(Task brief):
Collect each row below that contains the string "front", copying the full row. Case counts.

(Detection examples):
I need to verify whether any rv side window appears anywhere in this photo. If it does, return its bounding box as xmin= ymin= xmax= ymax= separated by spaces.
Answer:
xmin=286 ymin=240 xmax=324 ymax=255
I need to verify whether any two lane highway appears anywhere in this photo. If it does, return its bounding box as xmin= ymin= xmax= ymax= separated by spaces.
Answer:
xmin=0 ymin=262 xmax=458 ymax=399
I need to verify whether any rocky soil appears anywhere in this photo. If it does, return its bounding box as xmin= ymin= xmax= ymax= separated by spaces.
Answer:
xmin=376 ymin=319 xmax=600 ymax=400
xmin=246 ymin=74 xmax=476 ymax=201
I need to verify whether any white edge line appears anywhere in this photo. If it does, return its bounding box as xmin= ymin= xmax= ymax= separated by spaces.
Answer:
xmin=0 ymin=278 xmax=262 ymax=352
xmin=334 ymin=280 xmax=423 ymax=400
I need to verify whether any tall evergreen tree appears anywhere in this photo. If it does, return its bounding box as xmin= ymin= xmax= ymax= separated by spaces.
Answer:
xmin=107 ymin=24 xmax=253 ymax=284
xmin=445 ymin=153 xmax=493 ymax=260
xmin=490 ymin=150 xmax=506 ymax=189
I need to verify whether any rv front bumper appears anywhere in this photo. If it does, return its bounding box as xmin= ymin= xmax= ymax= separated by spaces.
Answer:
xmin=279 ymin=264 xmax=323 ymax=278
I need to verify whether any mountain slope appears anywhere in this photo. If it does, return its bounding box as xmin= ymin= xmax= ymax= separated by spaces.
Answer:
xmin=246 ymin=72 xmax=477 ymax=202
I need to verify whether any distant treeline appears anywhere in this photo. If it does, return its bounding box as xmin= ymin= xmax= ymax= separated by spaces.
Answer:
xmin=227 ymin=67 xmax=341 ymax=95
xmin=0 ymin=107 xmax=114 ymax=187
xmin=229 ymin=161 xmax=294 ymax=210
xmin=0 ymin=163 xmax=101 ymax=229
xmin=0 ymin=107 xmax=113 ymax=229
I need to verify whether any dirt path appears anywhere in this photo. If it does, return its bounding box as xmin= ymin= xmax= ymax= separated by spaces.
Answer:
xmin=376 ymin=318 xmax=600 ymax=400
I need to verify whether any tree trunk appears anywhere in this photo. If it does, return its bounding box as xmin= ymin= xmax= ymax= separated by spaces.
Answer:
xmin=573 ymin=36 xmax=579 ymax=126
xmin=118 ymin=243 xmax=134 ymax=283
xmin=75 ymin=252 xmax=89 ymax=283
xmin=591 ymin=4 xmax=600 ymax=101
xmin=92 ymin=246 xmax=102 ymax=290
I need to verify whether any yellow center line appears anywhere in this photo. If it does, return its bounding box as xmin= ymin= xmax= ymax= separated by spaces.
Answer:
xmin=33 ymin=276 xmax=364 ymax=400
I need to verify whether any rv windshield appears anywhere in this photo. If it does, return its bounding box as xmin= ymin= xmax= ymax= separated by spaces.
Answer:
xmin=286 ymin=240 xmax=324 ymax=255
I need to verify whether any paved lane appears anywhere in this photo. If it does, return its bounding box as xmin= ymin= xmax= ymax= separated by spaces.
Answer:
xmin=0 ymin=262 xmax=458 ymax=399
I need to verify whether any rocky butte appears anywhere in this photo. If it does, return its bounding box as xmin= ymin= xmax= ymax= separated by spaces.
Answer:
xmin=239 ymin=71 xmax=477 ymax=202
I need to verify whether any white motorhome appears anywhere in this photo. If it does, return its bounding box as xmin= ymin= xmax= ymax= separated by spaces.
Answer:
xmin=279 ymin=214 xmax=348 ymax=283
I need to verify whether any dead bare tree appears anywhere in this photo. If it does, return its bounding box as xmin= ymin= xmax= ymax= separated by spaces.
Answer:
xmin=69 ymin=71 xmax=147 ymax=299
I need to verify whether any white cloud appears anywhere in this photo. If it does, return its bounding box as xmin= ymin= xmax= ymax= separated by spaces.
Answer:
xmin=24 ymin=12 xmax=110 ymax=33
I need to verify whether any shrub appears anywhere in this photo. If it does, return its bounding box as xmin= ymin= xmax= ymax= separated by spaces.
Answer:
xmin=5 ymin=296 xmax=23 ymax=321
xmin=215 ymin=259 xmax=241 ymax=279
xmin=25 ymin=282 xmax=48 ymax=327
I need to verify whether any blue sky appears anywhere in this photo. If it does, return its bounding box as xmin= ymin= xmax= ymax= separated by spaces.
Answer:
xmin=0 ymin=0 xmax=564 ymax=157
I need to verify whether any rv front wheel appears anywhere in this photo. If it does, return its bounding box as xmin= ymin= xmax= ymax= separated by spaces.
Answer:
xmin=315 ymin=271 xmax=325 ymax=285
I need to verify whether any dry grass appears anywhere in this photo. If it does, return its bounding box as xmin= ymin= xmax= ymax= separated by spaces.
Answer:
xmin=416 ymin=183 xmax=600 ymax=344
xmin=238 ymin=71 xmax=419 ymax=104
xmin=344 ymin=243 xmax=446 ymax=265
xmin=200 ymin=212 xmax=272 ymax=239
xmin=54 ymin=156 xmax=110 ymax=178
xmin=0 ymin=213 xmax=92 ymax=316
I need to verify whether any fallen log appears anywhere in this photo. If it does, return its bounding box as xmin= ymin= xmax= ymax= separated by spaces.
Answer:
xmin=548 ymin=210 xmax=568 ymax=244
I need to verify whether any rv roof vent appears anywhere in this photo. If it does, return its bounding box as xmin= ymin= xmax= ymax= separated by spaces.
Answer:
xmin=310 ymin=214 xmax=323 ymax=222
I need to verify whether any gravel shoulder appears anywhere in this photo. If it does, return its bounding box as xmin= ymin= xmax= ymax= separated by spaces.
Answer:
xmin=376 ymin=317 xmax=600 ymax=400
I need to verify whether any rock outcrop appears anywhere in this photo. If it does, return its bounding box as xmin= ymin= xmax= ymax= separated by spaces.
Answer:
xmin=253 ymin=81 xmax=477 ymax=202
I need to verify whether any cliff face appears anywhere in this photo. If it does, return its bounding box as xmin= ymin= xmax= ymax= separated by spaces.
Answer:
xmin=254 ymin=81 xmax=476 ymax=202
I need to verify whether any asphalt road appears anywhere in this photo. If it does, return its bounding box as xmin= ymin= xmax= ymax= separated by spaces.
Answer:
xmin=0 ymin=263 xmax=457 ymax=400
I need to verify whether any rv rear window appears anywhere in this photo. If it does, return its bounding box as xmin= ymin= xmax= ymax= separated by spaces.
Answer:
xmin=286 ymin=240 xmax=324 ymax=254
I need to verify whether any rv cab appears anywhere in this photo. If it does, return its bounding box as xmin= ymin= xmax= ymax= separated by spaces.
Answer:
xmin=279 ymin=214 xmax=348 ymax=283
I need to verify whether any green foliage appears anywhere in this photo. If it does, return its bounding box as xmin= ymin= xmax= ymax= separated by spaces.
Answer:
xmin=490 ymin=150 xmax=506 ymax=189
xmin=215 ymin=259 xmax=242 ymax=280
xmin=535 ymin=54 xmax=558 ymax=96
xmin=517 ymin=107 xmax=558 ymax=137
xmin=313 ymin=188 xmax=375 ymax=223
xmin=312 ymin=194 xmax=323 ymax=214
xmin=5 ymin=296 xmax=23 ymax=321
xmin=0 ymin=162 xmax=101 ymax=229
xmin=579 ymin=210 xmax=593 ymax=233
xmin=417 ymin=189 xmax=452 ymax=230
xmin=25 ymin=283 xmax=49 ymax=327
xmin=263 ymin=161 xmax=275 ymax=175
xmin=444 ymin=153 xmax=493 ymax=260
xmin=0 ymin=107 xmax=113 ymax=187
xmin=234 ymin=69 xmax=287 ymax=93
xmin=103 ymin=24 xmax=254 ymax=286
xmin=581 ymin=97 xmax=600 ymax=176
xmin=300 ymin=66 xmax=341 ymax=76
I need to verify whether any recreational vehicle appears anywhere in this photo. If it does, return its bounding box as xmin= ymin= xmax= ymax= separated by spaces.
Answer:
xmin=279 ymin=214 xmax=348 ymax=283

(Result of the task):
I need to verify whether any rv front bumper appears anywhere in this photo. If it does, return its bounding box as xmin= ymin= xmax= ymax= separated by spaces.
I need to verify whether any rv front wheel appears anywhere in this photo. If it does, return its bounding box as xmin= ymin= xmax= ymax= separated by spaces.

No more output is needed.